-------- Page extract --------

Last March, as the coronavirus was tearing across Spain, Lídia Bayona Gómez started to suffer bouts of vomiting and coughing.

A nursing home worker, she treated herself as a potential Covid-19 case, isolating and getting tested. The results came back negative, twice. With her weight dropping and her urine turning red, she made repeated attempts to see a doctor and in late April, on a phone consultation, one told her to stay home and prescribed medicine for gastroenteritis and a urinary tract infection.

But the pain kept getting worse and in late June, her sister took her to an emergency hospital unit. In mid-July, she underwent a 12-hour surgery to remove two cancerous tumors. She died nine days later, at age 53.

It was not an isolated tragedy.

Hospitals and other health care centers have been forced to devote most of their resources to Covid-19 patients, and doctors are warning that a growing number of cases of cancer and other serious illnesses are going undetected. That toll is beginning to be reflected in lawsuits.

The details of Ms. Bayona Gómez’s care are part of a lawsuit brought by her sister, Fátima Bayona, who wants Spain’s public prosecutors to charge the local health authorities in the northern city of Burgos with gross negligence.

Carmen Flores, the president of an association that helps patients or their relatives take legal action, said that her group had helped file more than 50 lawsuits since September, when Spain and other countries were hit by a second wave of coronavirus infections.

Unlike in some other countries, Spain’s government does not report how many medical lawsuits are filed each year. But Ms. Flores said that, judging by her monitoring of courtroom filings across the country, the number appears to have risen so far this year by at least 30 percent.

Some lawsuits accuse doctors of refusing to see patients in person; others assert that doctors rushed to the wrong conclusions or did not want to touch patients because of the risk of Covid-19.

-------- Data records --------

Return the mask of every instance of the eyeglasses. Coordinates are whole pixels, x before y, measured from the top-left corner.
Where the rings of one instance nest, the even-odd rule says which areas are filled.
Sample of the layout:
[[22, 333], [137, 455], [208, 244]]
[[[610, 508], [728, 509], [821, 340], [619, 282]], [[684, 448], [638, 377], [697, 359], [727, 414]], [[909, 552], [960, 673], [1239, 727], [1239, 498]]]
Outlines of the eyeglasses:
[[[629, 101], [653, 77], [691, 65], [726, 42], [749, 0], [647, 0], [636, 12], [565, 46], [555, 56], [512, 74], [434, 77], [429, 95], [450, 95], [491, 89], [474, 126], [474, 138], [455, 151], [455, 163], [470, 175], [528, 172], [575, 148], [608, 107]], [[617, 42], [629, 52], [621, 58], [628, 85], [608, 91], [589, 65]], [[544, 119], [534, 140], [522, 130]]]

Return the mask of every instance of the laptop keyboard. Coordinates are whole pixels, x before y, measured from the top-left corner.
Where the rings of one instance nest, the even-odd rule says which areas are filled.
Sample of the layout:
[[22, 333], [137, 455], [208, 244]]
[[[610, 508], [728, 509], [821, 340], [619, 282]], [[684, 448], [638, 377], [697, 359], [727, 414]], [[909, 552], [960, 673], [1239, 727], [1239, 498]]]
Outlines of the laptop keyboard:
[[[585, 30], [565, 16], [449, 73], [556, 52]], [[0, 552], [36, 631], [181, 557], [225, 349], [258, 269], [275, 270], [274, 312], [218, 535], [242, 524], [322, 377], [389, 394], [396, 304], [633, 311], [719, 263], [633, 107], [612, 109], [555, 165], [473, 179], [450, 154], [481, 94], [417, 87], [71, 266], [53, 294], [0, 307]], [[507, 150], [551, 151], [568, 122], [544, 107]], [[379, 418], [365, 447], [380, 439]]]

--------

## What you will do:
1. Answer these questions using the article on missed diagnoses in Spain during the pandemic:
(a) How many times did Lídia Bayona Gómez's test results come back negative?
(b) How long did her surgery in mid-July last?
(c) Since September, how many lawsuits has Carmen Flores's group helped file?
2. Print the portion of the article on missed diagnoses in Spain during the pandemic starting at "Hospitals and other" and ending at "reflected in lawsuits.".

## Outputs in order:
1.
(a) Twice.
(b) 12 hours.
(c) More than 50.

2.
Hospitals and other health care centers have been forced to devote most of their resources to Covid-19 patients, and doctors are warning that a growing number of cases of cancer and other serious illnesses are going undetected. That toll is beginning to be reflected in lawsuits.